- _Dataset extract_:
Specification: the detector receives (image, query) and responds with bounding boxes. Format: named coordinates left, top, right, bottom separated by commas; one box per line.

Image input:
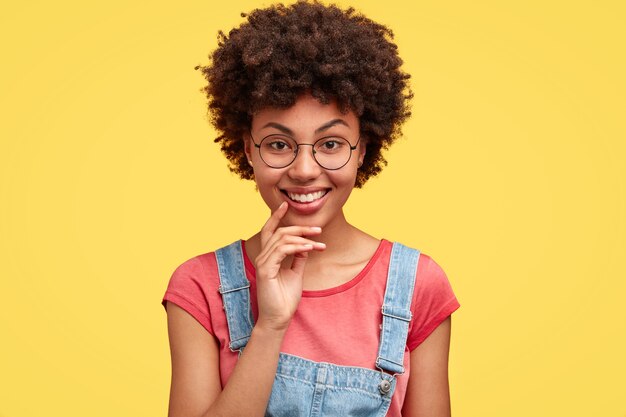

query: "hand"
left=255, top=202, right=326, bottom=331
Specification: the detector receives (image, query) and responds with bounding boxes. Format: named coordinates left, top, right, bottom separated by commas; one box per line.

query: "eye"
left=262, top=137, right=293, bottom=153
left=315, top=137, right=347, bottom=153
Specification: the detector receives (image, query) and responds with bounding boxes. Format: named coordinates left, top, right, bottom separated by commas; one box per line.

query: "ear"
left=243, top=133, right=254, bottom=166
left=358, top=137, right=367, bottom=168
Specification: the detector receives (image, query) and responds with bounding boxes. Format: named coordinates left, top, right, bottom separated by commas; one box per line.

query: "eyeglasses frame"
left=249, top=132, right=361, bottom=171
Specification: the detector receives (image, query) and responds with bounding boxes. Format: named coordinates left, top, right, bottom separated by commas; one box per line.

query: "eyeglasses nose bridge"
left=292, top=143, right=319, bottom=160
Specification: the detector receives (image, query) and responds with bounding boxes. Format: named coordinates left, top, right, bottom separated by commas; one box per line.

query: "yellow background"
left=0, top=0, right=626, bottom=417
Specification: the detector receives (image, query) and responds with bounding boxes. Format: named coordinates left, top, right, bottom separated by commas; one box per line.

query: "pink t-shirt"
left=163, top=239, right=459, bottom=417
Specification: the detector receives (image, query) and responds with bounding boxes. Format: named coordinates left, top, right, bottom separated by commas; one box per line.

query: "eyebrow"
left=261, top=119, right=350, bottom=136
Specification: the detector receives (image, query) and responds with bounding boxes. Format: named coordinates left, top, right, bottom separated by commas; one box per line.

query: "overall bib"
left=215, top=241, right=419, bottom=417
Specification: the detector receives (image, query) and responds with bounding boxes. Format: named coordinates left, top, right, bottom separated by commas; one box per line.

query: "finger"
left=261, top=226, right=325, bottom=253
left=254, top=235, right=326, bottom=266
left=261, top=201, right=289, bottom=246
left=259, top=244, right=313, bottom=278
left=291, top=252, right=309, bottom=276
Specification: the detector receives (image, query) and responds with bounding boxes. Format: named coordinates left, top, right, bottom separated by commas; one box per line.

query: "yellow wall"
left=0, top=0, right=626, bottom=417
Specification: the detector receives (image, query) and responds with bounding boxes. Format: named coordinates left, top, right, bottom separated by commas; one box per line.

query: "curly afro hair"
left=197, top=1, right=413, bottom=188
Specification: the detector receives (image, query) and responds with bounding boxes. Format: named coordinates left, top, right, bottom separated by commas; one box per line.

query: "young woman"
left=163, top=2, right=459, bottom=417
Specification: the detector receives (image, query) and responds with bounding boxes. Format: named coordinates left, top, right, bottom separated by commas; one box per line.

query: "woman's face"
left=245, top=95, right=365, bottom=228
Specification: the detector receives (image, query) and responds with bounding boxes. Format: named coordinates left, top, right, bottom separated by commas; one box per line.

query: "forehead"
left=252, top=95, right=359, bottom=133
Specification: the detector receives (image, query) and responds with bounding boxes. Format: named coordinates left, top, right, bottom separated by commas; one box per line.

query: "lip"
left=280, top=187, right=332, bottom=214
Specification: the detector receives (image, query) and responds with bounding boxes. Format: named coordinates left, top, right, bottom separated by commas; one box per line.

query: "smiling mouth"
left=281, top=190, right=329, bottom=203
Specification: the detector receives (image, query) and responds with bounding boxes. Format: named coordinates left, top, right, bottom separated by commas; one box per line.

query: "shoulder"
left=407, top=249, right=460, bottom=351
left=161, top=252, right=219, bottom=333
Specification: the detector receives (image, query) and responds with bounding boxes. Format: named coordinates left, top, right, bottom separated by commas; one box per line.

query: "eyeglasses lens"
left=259, top=135, right=352, bottom=169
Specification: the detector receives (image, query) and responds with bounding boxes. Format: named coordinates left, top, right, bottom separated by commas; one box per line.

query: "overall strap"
left=215, top=240, right=254, bottom=352
left=376, top=243, right=420, bottom=374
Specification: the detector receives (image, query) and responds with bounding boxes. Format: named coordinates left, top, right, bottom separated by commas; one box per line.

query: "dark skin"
left=167, top=96, right=450, bottom=417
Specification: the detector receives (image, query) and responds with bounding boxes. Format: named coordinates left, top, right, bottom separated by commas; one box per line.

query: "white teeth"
left=288, top=191, right=326, bottom=203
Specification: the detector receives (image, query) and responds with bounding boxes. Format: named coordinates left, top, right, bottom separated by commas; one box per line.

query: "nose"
left=289, top=144, right=322, bottom=182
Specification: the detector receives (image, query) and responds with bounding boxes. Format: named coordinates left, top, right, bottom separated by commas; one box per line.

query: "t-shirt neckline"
left=240, top=239, right=389, bottom=297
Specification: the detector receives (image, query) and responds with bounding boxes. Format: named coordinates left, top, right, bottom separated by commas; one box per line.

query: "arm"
left=167, top=203, right=325, bottom=417
left=167, top=303, right=284, bottom=417
left=402, top=317, right=452, bottom=417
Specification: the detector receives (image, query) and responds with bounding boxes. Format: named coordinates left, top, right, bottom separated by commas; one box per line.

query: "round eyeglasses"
left=250, top=133, right=361, bottom=170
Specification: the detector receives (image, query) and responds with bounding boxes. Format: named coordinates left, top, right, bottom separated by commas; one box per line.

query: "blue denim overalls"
left=215, top=241, right=419, bottom=417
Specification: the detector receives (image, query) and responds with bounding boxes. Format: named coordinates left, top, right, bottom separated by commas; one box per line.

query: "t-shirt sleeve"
left=407, top=254, right=460, bottom=351
left=161, top=257, right=215, bottom=335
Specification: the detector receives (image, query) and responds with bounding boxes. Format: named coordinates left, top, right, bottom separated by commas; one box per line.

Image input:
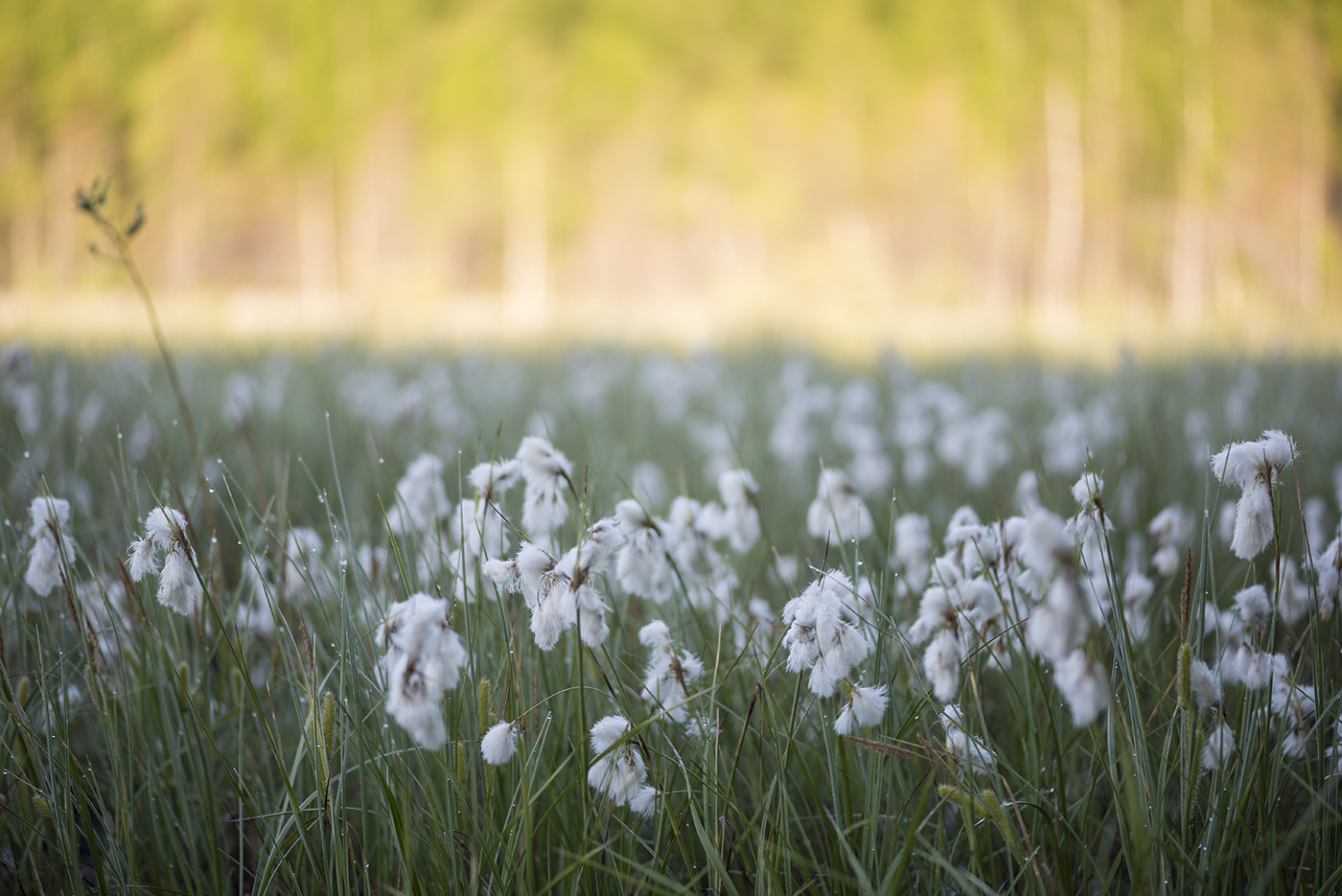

- _What this task involves_: Please rewrite the data from its start through the line that contains "left=261, top=119, right=350, bottom=136", both ends included, with "bounding boxes" changed to "rectangles" and everything else left as it is. Leave the pictures out of your answer.

- _Response below_:
Specification: the detector receives (image, query) and responds with rectangles. Format: named coordinates left, top, right, bottom separated by commas; one box per line.

Image input:

query: "hand"
left=255, top=202, right=326, bottom=331
Specification: the detector receives (image, query) and responds with rectangles. Format: named coordinates left, top, right, bottom separated by commas; one box per line.

query: "eye"
left=262, top=137, right=293, bottom=153
left=315, top=137, right=347, bottom=153
Specification: the detector receives (image, query) and responds with rectangles. Format: named coordinates left, top, right, bottom separated by commas; one box per line.

query: "ear"
left=243, top=133, right=254, bottom=166
left=358, top=137, right=367, bottom=168
Specification: the detector receives (image, query) and responds with rectangles. Format: named coordinates left, top, right, bottom separated by commas; one box per line.

query: "eyeglasses frame"
left=249, top=132, right=361, bottom=171
Specification: the detector receives (image, query) and responds with rectangles. Format: named coordinates left, top, right, bottom separated by commas; one box per line.

query: "eyeglasses nose bridge"
left=292, top=143, right=319, bottom=160
Specification: the detector receives (image, query) and responds with rectangles. Format: named coordinates left, top, right, bottom separated by commas; one box per line.

query: "yellow background"
left=0, top=0, right=626, bottom=417
Specification: the detector receives (image, query) and responds with rectangles. Format: named coordinates left, top, right, bottom separated by commas; one box per line.

query: "pink t-shirt"
left=163, top=239, right=459, bottom=417
Specification: the detector receives (image, query) and responds with rectangles. Format: named coordinates left, top, right, bottom separated by commas; one box per line.

query: "eyebrow"
left=261, top=119, right=350, bottom=136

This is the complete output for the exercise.